**Material shown:**
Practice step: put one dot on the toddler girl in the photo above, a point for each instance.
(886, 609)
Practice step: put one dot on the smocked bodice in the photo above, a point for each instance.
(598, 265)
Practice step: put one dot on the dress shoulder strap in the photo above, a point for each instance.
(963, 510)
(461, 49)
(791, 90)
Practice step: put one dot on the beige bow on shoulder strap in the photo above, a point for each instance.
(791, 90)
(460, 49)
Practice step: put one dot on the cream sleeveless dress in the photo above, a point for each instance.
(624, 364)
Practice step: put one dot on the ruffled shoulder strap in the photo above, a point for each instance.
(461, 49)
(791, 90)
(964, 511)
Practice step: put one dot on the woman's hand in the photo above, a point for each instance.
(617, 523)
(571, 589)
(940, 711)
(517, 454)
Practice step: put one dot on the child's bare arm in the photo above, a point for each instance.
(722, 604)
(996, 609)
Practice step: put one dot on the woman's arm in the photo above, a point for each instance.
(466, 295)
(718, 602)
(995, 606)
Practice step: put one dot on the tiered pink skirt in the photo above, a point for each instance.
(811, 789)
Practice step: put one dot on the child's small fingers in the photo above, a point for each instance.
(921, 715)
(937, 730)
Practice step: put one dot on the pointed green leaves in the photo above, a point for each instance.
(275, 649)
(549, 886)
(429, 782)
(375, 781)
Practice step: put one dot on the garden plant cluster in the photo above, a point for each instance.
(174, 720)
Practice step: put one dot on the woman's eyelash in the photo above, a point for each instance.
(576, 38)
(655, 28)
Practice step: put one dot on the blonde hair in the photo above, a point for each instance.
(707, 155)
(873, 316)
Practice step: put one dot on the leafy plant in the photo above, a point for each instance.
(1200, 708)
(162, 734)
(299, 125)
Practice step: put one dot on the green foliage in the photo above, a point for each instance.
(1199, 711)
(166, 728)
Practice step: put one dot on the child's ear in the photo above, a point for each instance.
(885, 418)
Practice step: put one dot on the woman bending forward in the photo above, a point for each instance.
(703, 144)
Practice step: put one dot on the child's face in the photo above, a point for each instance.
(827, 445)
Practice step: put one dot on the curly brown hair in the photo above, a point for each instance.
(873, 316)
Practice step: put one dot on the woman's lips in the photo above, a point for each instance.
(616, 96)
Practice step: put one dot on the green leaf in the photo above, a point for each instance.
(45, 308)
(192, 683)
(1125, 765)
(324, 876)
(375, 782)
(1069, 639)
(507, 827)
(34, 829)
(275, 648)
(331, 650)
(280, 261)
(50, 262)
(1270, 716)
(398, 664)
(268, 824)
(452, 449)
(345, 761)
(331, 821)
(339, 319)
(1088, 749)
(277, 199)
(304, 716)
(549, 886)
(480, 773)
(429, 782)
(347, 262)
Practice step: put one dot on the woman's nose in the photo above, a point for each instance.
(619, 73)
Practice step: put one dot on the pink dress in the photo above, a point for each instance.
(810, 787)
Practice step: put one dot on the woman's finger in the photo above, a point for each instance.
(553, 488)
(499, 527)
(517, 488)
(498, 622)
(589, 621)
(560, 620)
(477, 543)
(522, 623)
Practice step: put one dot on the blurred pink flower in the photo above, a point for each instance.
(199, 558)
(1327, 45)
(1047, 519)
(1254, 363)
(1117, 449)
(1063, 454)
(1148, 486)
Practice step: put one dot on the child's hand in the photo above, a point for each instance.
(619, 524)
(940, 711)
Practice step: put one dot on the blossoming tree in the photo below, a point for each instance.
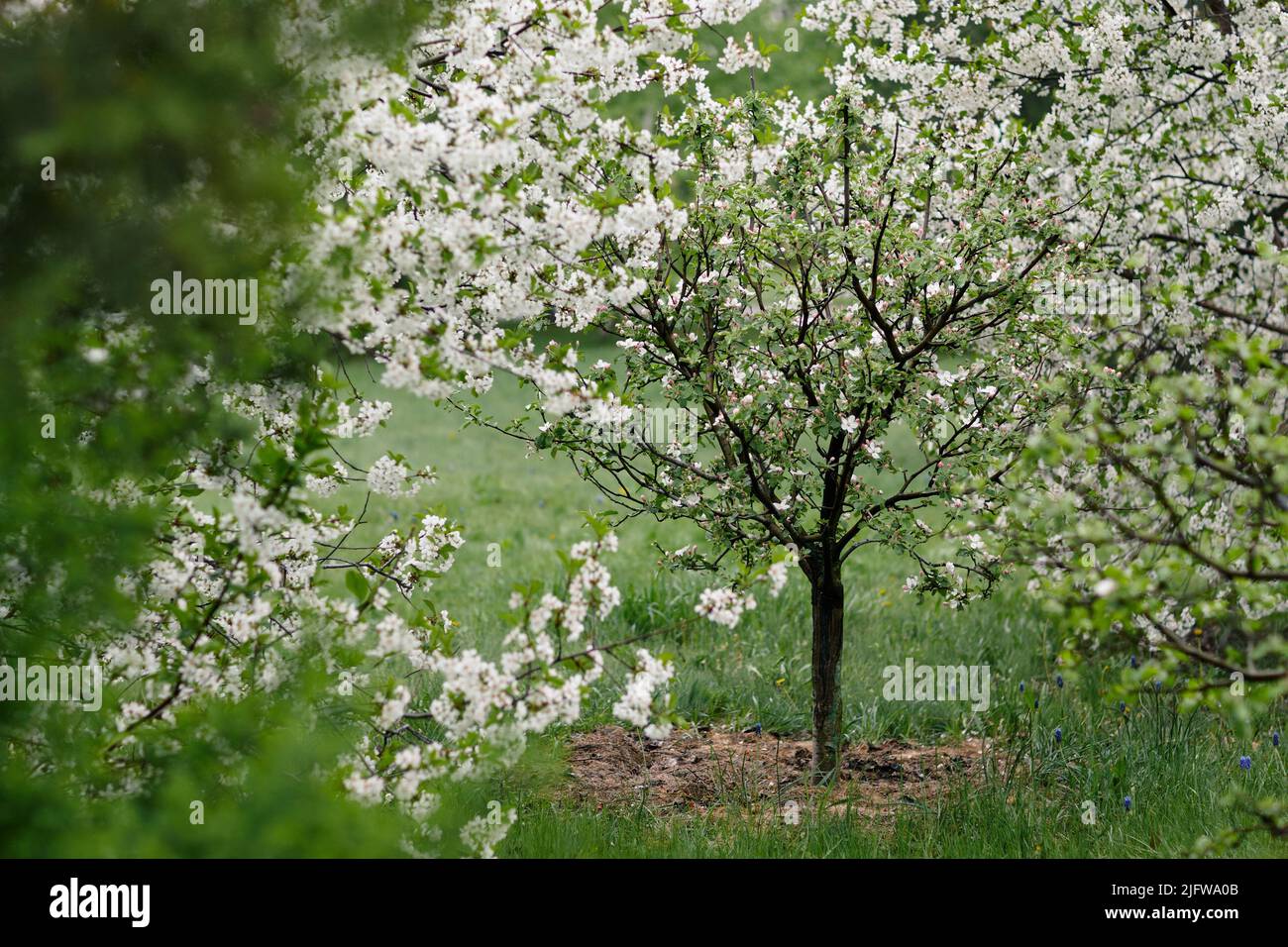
(832, 287)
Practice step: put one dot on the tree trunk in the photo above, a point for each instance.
(828, 615)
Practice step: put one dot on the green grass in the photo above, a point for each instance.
(1176, 767)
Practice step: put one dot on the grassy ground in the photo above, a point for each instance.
(1175, 767)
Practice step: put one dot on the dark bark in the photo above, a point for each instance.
(827, 600)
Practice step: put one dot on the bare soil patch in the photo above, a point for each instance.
(708, 770)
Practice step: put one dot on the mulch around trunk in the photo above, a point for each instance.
(708, 770)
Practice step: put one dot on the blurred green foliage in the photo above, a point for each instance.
(134, 147)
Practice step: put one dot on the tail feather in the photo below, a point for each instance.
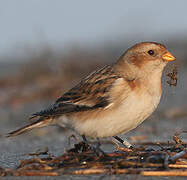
(38, 124)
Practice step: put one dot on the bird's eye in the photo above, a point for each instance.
(151, 52)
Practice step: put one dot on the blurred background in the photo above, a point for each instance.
(46, 47)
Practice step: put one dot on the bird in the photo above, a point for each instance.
(112, 100)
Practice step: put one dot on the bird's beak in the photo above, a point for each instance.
(168, 57)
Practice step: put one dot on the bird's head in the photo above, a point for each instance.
(146, 57)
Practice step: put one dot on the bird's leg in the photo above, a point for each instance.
(124, 142)
(97, 150)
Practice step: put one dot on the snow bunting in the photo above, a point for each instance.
(112, 100)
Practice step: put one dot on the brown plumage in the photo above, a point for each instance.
(112, 100)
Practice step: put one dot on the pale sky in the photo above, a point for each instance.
(63, 22)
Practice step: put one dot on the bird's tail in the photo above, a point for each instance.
(37, 124)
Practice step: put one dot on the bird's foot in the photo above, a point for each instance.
(124, 142)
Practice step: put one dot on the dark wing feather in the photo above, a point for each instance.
(89, 94)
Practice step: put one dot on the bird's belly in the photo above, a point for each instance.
(120, 120)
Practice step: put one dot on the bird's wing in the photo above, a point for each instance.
(89, 94)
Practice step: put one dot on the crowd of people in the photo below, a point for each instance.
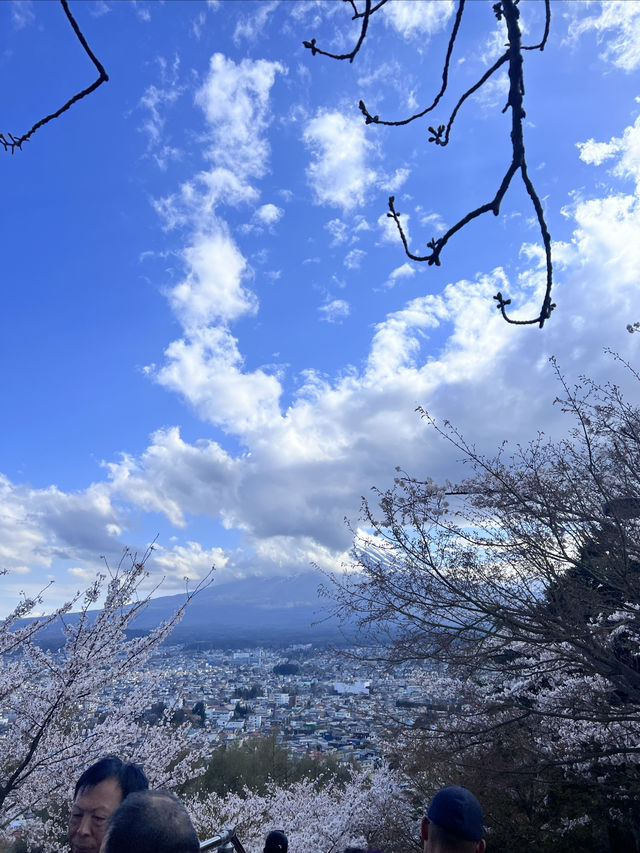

**Request:** Put all of the lines above into a numbered list, leaving out any blank lines and the pictures.

**Task solution:**
1. Practice step: put one dot on the toddler girl in the photo above, a point for each instance.
2. (886, 609)
3. Practice step: put one dot on the smocked bodice in the photo above, a point for each instance.
4. (598, 265)
5. Practice step: put one dot on the dress shoulder strap in the photo above, a point for each instance.
6. (963, 510)
7. (461, 49)
8. (791, 90)
9. Practice step: put one dot on the beige bow on shoulder strap in the photo above, a point for each instance.
10. (791, 90)
11. (460, 49)
12. Practice step: put one dot on the cream sleeveless dress in the photo above, a point for each instance.
13. (624, 364)
14. Practice step: put one dot on the ruffled shoulder strap in the photo above, a point for each instance.
15. (461, 49)
16. (791, 90)
17. (964, 511)
18. Practice step: put one dot on the woman's hand in the photo above, a point for each instance.
19. (617, 523)
20. (571, 589)
21. (940, 711)
22. (517, 454)
23. Practice step: put one dot on the child's bare arm in the photo above, a point for each instance.
24. (722, 604)
25. (996, 609)
26. Practice step: put one dot on the woman's arm in the photo above, a point for each instance.
27. (466, 295)
28. (718, 602)
29. (995, 606)
30. Practice step: put one dot on the tiered pink skirt in the photo above, a point for each instance.
31. (811, 789)
32. Practice step: put one dot on the child's small fingers in the photo above, a point for each instance.
33. (921, 715)
34. (937, 730)
35. Practice step: put one dot on the pointed green leaves in the photo above, a point for each instance.
36. (275, 649)
37. (549, 886)
38. (429, 782)
39. (375, 781)
40. Practice step: put one dot on the garden plant cluster in the photo above, a point for each instance.
41. (174, 720)
42. Practice step: put one dot on the woman's eyelash in the photo above, a point for each instance.
43. (576, 38)
44. (655, 28)
45. Practice step: put one dot on the blonde hair in the photo above, a point for each instance.
46. (707, 155)
47. (873, 316)
48. Practice step: put one dot on the leafy plant in the photo above, a point for each instance.
49. (1200, 708)
50. (162, 734)
51. (299, 125)
52. Practice step: put one dot on the green foliage in the photo above, a point for each instance.
53. (1199, 711)
54. (166, 728)
55. Practice step: put one dot on the child's ear in the photo above, a point for each instance.
56. (885, 418)
57. Practice step: put one dot on the woman bending forward in the photo above, a point for each instance.
58. (703, 144)
59. Practice step: put one dot on the child's face in the photo above, a point for each instance.
60. (827, 445)
61. Practice step: put one dot on the curly brown hair in the photo above, a point for each instance.
62. (873, 316)
63. Practice step: put one dot on the woman's lips in the photo above, a point for each instance.
64. (616, 96)
65. Practice step: put one dot on the green leaf in the photo above, a point for each instance.
66. (45, 308)
67. (192, 683)
68. (1125, 765)
69. (324, 876)
70. (375, 782)
71. (1069, 639)
72. (507, 827)
73. (34, 829)
74. (275, 648)
75. (331, 650)
76. (280, 261)
77. (50, 262)
78. (1270, 716)
79. (398, 664)
80. (268, 824)
81. (452, 449)
82. (345, 761)
83. (331, 821)
84. (339, 319)
85. (1088, 749)
86. (277, 199)
87. (304, 716)
88. (549, 886)
89. (480, 773)
90. (429, 782)
91. (347, 262)
92. Practice step: put one dot on the woman's nose in the photo above, a point for each instance.
93. (619, 73)
94. Practice step: put one dot on the pink dress in the photo above, a point for each instance.
95. (810, 787)
96. Practice step: put one dot on the woman's finger in the photo above, a point for each instance.
97. (553, 488)
98. (499, 527)
99. (517, 488)
100. (498, 622)
101. (589, 621)
102. (560, 620)
103. (477, 543)
104. (522, 623)
105. Practice step: put one dot on the blurred pink flower in the photo above, a point for each instance.
106. (199, 558)
107. (1327, 45)
108. (1047, 519)
109. (1254, 363)
110. (1117, 449)
111. (1063, 454)
112. (1148, 486)
113. Practice step: put one dot on the child's hand in the photo above, a point for each instance.
114. (619, 524)
115. (940, 711)
116. Practice step: put one dot on the blossoming tree in the photo below, a point for each instance.
117. (832, 287)
118. Practice step: put one dot on the tree trunk in the photo above, a point for each instance.
119. (828, 615)
120. Practice step: put one dot on the green grass in the photo above, a point for each instance.
121. (1176, 767)
122. Practice step: put one dot on the grassy ground in the photo above, a point for each instance.
123. (1175, 767)
124. Practice step: put one dot on the dark bark in the photo above, a point for each instance.
125. (827, 600)
126. Practice step: put one dot on the bare soil patch in the photo above, a point for each instance.
127. (708, 770)
128. Practice step: put one dot on the mulch around trunk in the photo above, a point for each instance.
129. (708, 770)
130. Practice step: put one dot on the blurred green foliage in the photo above, a point for each instance.
131. (134, 147)
132. Practice step: put one dot on the tail feather in the photo below, a point for each instance.
133. (38, 124)
134. Practice step: put one dot on the bird's eye in the photo above, a point for each instance.
135. (151, 52)
136. Practice step: put one dot on the blurred background in the photo above, a point for each instance.
137. (46, 47)
138. Practice step: put one dot on the bird in the photo above, a point for each instance.
139. (112, 100)
140. Practice step: put one dot on the bird's beak in the photo above, a point for each instance.
141. (168, 57)
142. Practice step: put one dot on the bird's head in the photo above, a point for each instance.
143. (146, 57)
144. Practice step: put one dot on the bird's leg in the photo above, a point for each instance.
145. (124, 142)
146. (97, 150)
147. Practice step: put one dot on the snow bunting in the photo above, a point for each instance.
148. (112, 100)
149. Practice step: put one dot on the brown plumage in the photo above, a point for each instance.
150. (112, 100)
151. Practice step: put one dot on the pale sky in the photo above, a point for each instance.
152. (63, 22)
153. Practice step: put one dot on the bird's tail in the photo above, a point for each instance.
154. (37, 124)
155. Practice step: put one dot on the bird's foot in the photo above, a point for each instance.
156. (124, 142)
157. Practice step: put one dot on the dark wing feather in the photo above, a point for each instance.
158. (89, 94)
159. Practice step: put one dot on the bird's belly in the photo above, a point for each instance.
160. (120, 120)
161. Practice step: put one dot on the bird's wing in the photo above, a point for each instance.
162. (89, 94)
163. Practice step: put one dot on the crowd of people in the photo below, a point for each instance.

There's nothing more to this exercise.